++++ Provided records

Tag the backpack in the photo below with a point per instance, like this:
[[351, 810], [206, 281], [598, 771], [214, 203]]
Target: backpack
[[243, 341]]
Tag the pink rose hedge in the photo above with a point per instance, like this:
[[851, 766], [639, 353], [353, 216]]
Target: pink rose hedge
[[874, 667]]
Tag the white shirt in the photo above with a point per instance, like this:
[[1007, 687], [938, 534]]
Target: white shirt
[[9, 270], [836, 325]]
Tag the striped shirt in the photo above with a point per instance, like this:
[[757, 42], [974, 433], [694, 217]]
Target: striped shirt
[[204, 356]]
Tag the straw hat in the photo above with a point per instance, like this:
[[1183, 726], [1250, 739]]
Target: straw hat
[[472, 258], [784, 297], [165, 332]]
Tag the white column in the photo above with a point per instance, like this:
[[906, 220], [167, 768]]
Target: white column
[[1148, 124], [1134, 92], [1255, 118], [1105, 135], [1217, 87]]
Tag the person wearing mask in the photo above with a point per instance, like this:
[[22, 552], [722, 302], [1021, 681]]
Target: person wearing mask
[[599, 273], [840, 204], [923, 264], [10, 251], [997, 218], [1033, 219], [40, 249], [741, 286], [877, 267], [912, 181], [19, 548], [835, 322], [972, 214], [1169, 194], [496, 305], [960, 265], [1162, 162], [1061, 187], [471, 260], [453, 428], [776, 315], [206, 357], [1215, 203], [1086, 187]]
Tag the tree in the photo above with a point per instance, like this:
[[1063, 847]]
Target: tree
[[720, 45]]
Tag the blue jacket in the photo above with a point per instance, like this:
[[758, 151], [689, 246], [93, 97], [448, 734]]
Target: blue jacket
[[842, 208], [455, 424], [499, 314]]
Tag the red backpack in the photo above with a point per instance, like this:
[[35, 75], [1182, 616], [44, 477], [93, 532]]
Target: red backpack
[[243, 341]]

++++++++

Task objective — Rewrite every line of the data above as a numbered list, one line per item, skipping any blank lines.

Answer to the exercise —
1. Tag the backpack in the photo below with a point per instance, like this:
2. [[351, 810], [206, 281], [598, 771], [214, 203]]
3. Target: backpack
4. [[243, 341]]
5. Tag the pink rose hedge in the photo above with a point per instance, like this:
6. [[851, 766], [639, 353], [353, 216]]
7. Target: pink rose hedge
8. [[874, 667]]
9. Tag the white shirt in the photo above with a point per instance, like this:
10. [[1007, 687], [938, 534]]
11. Target: white shirt
12. [[9, 270], [836, 325]]
13. Tag the striped shirt in the photo above with a point per instance, like this:
14. [[757, 42], [974, 433], [694, 217]]
15. Target: striped shirt
16. [[204, 356]]
17. Tag the straw hat in the photo above with a point per instance, like this:
18. [[1183, 726], [1250, 739]]
19. Target: straw hat
20. [[472, 258], [784, 297], [165, 332]]
21. Tag the white column in the photo above with a point per instance, like this:
22. [[906, 220], [167, 768]]
23. Target: white column
24. [[1148, 124], [1134, 92], [1255, 118], [1105, 135], [1217, 87]]
25. Tag the person wearing mask in the photo above with a point per instance, like this:
26. [[22, 552], [722, 302], [1021, 681]]
27. Target: person wearing mask
28. [[599, 273], [840, 204], [923, 264], [10, 251], [997, 218], [1033, 219], [40, 249], [741, 286], [877, 267], [912, 181], [19, 548], [835, 322], [972, 214], [1169, 194], [496, 305], [960, 265], [1162, 162], [1061, 187], [471, 260], [453, 428], [776, 315], [206, 357], [1215, 203], [1086, 187]]
29. Tag the tree in the photo above with a point per instance, like this:
30. [[1063, 847]]
31. Target: tree
32. [[720, 45]]
33. Tag the blue jacket in the photo above with a point per instance, like this:
34. [[758, 151], [689, 246], [93, 97], [448, 734]]
35. Target: blue jacket
36. [[842, 208], [455, 424], [499, 314]]
37. Tag the red backpack in the photo above with a point per instance, like this:
38. [[35, 75], [1182, 616], [44, 477], [93, 532]]
39. Target: red backpack
40. [[243, 341]]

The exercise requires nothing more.